*** Extracted data
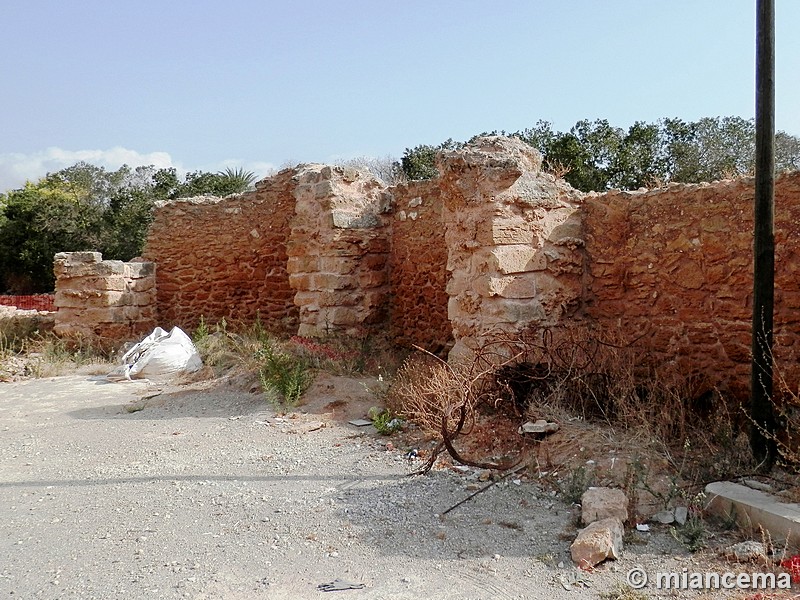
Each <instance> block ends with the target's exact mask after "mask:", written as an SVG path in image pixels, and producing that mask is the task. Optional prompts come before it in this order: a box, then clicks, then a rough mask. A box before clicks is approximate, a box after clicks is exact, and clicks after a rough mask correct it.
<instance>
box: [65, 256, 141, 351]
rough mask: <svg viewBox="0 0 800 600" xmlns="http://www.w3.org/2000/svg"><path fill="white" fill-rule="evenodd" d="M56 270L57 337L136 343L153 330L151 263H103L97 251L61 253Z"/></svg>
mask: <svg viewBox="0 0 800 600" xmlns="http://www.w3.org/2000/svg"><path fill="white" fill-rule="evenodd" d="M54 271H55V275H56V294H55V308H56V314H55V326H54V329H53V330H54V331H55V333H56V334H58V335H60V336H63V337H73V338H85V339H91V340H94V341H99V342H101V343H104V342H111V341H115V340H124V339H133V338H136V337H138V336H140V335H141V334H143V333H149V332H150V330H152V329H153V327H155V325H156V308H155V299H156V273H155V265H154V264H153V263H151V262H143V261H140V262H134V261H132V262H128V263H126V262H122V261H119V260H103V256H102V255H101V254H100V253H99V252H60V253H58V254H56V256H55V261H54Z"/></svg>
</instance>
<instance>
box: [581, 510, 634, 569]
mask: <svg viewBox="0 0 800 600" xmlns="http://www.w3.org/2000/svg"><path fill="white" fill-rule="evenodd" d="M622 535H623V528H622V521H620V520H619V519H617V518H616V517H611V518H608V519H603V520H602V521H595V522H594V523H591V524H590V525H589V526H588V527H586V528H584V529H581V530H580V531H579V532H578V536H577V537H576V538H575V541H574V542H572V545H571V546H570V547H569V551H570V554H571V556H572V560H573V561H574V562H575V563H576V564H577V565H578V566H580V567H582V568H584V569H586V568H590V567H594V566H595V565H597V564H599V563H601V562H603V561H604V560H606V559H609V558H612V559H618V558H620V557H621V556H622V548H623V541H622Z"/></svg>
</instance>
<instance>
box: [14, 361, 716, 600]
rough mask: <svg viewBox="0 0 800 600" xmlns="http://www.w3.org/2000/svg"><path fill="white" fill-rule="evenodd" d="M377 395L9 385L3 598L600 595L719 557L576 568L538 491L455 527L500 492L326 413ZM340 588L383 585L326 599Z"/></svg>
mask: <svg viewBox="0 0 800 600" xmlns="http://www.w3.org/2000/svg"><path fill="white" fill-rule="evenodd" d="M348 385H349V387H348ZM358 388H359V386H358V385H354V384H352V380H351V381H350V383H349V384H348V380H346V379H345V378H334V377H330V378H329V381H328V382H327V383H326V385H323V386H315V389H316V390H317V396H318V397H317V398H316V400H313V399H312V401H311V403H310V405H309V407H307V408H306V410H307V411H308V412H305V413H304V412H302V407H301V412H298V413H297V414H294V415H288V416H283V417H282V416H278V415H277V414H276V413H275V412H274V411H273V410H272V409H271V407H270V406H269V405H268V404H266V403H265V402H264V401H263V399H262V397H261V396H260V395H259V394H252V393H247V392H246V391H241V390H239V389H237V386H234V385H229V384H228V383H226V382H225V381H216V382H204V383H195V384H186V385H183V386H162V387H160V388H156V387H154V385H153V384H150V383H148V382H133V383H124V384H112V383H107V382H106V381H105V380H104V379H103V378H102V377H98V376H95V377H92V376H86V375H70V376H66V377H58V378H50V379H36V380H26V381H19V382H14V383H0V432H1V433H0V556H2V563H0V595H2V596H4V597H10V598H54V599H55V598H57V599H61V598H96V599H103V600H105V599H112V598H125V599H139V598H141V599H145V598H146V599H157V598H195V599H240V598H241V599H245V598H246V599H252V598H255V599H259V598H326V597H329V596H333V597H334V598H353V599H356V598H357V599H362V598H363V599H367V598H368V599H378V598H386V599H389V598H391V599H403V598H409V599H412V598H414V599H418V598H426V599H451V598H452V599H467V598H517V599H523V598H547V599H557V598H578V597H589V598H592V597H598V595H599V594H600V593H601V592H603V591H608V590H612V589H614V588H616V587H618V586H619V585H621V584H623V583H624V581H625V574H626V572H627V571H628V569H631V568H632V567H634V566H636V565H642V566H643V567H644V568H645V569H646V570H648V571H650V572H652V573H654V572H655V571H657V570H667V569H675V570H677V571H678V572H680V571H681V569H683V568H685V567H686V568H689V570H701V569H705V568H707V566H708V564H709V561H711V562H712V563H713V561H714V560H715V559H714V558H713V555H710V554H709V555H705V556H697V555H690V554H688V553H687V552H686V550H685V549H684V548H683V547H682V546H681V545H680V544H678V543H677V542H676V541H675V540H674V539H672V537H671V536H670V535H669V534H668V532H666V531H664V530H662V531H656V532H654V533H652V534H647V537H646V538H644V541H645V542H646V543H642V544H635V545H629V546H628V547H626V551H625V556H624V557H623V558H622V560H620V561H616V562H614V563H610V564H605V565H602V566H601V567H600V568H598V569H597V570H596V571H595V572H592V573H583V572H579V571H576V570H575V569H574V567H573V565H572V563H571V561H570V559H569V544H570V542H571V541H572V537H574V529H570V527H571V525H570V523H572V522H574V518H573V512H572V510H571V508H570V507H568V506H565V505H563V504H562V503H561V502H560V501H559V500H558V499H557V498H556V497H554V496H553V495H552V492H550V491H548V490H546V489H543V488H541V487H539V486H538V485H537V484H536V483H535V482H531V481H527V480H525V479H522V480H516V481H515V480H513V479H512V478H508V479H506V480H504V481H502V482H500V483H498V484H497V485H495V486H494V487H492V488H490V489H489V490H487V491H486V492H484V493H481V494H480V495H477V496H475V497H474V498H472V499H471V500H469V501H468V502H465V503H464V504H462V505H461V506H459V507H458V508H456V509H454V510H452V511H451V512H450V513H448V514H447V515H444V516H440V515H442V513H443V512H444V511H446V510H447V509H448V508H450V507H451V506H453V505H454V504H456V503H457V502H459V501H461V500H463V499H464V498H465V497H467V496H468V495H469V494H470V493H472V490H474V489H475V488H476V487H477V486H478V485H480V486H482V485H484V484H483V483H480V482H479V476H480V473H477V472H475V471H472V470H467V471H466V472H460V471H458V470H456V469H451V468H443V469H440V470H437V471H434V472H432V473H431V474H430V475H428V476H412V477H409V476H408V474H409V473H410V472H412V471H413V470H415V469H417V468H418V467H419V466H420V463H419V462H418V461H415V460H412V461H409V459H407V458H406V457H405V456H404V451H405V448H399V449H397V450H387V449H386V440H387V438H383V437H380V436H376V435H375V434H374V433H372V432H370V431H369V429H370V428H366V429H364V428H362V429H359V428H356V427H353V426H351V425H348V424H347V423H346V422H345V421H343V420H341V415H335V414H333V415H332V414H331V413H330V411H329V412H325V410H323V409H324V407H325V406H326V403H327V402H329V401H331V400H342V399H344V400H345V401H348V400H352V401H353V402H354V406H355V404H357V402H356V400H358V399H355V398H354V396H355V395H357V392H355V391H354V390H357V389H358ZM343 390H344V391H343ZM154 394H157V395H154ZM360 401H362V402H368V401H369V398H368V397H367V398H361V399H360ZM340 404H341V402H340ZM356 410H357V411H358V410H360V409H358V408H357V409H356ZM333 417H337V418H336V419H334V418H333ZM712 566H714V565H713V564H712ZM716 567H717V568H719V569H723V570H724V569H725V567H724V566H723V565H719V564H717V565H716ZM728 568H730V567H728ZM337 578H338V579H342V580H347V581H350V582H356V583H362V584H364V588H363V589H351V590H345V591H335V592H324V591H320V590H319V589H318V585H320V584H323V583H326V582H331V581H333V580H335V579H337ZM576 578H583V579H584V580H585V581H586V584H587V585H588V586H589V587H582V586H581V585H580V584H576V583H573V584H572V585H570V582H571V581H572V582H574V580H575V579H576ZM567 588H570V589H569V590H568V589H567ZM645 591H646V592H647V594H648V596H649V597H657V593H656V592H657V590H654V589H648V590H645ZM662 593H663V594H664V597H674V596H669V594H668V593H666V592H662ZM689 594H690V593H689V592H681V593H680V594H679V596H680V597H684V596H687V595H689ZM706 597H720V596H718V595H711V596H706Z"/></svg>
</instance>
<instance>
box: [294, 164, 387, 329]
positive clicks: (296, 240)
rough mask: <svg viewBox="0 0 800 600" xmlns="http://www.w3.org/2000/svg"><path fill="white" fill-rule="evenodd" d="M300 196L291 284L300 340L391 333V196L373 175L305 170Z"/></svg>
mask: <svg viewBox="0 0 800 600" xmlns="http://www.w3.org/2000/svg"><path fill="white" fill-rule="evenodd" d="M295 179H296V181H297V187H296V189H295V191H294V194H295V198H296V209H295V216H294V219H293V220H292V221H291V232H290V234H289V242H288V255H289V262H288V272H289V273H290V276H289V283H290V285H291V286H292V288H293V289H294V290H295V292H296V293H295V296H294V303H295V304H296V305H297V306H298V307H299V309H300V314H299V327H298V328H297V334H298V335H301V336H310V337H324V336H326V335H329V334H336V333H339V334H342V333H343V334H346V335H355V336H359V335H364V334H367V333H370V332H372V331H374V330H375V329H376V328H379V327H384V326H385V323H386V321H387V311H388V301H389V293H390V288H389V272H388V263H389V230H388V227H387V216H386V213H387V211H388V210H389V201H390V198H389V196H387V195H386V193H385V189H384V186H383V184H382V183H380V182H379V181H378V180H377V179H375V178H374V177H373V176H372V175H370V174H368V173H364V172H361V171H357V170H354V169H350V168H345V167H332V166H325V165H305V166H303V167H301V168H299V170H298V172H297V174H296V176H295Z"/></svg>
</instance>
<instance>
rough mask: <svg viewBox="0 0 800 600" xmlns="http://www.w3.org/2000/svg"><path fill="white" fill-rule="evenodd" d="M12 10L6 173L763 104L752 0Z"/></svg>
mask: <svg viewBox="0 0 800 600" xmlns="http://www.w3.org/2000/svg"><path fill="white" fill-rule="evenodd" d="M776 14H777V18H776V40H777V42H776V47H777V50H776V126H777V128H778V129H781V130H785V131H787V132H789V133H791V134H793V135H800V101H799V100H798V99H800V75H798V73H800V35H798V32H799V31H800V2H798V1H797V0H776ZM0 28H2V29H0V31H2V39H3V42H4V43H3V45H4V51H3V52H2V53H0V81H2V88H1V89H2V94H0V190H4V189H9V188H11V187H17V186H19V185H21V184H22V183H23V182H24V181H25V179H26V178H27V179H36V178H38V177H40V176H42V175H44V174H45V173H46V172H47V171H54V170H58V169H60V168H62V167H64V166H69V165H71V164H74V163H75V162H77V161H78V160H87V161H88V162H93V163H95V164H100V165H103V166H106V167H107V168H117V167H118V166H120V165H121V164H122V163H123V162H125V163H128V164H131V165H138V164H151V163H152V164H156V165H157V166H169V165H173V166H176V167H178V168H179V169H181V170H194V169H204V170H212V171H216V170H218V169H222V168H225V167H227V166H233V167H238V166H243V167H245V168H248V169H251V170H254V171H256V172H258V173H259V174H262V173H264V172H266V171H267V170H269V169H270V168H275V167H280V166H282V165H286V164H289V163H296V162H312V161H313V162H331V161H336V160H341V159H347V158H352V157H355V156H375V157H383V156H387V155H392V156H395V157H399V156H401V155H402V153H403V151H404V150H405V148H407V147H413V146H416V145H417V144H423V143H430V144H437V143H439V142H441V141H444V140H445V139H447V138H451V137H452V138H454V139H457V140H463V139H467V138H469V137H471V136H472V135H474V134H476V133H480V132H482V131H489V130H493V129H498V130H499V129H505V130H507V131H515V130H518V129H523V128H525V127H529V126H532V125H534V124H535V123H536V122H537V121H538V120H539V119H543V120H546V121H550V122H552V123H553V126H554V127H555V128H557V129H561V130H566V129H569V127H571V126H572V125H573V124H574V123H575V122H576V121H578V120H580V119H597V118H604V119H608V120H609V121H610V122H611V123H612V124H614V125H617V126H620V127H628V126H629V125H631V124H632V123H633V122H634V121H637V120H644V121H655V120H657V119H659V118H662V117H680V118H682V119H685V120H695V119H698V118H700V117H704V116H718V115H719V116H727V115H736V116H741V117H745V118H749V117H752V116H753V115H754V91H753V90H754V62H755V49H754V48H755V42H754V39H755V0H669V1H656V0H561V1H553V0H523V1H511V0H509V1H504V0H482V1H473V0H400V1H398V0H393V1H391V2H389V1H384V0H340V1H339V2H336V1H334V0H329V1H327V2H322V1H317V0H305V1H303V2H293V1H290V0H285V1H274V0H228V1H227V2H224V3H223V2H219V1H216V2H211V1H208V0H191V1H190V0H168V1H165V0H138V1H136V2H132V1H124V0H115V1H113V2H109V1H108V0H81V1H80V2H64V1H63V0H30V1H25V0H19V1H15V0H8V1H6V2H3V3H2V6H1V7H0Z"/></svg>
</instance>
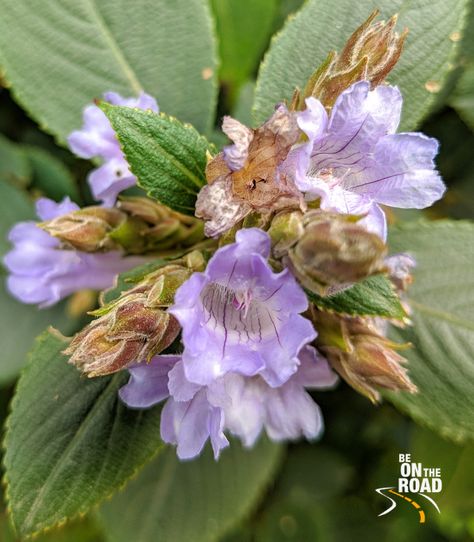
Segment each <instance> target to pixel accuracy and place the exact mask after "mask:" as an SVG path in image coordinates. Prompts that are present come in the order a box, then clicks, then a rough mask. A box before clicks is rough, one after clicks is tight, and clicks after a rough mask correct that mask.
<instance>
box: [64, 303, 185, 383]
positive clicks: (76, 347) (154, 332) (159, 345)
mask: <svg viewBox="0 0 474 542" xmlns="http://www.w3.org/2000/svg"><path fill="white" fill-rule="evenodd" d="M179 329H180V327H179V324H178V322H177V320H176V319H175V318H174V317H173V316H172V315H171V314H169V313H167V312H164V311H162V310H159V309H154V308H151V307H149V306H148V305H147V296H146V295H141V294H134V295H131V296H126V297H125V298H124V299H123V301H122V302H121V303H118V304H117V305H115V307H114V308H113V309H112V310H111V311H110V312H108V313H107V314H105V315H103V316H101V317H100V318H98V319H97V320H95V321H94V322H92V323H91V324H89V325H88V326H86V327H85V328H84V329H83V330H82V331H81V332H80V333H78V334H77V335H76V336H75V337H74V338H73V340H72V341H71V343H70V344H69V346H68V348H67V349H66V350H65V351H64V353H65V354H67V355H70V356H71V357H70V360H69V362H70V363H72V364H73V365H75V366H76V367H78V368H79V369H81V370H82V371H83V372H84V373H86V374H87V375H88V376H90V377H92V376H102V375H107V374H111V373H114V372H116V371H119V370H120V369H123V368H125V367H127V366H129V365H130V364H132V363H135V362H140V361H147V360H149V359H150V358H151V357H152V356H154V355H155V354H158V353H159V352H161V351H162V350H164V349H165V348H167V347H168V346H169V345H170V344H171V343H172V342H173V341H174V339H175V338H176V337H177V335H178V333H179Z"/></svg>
******
- **Problem to solve**: Copy out exactly the lines that run from the one holding "Segment each <instance>" through the end of the data above.

- **Worked solution**:
Segment each <instance> target to pixel accuracy and place the exact mask after "mask:" as an SVG path in image coordinates. Prompts that are present come in the order a box, then clicks, then a rough mask. A box before clicks is rough, one after clicks is tight, and clicks after a rough mask correct that mask.
<instance>
box: [64, 303, 185, 383]
positive clicks: (76, 347) (154, 332) (159, 345)
mask: <svg viewBox="0 0 474 542" xmlns="http://www.w3.org/2000/svg"><path fill="white" fill-rule="evenodd" d="M179 329H180V327H179V324H178V322H177V320H176V319H175V318H174V317H173V316H172V315H171V314H169V313H167V312H164V311H162V310H159V309H154V308H151V307H149V306H148V305H147V296H146V295H141V294H134V295H131V296H126V297H125V298H124V299H123V301H122V302H121V303H118V304H117V305H115V307H114V308H113V309H112V310H111V311H110V312H108V313H107V314H105V315H103V316H101V317H100V318H98V319H97V320H95V321H94V322H92V323H91V324H89V325H88V326H86V327H85V328H84V329H83V330H82V331H81V332H80V333H78V334H77V335H76V336H75V337H74V338H73V340H72V341H71V343H70V344H69V346H68V348H67V349H66V350H65V351H64V353H65V354H67V355H70V356H71V357H70V360H69V362H70V363H72V364H73V365H75V366H76V367H78V368H79V369H81V370H82V371H83V372H84V373H86V374H87V375H88V376H90V377H92V376H102V375H107V374H111V373H114V372H116V371H119V370H120V369H123V368H125V367H127V366H129V365H130V364H132V363H135V362H140V361H147V360H149V359H150V358H151V357H152V356H154V355H155V354H158V353H159V352H161V351H162V350H164V349H165V348H167V347H168V346H169V345H170V344H171V343H172V342H173V341H174V339H175V338H176V337H177V335H178V333H179Z"/></svg>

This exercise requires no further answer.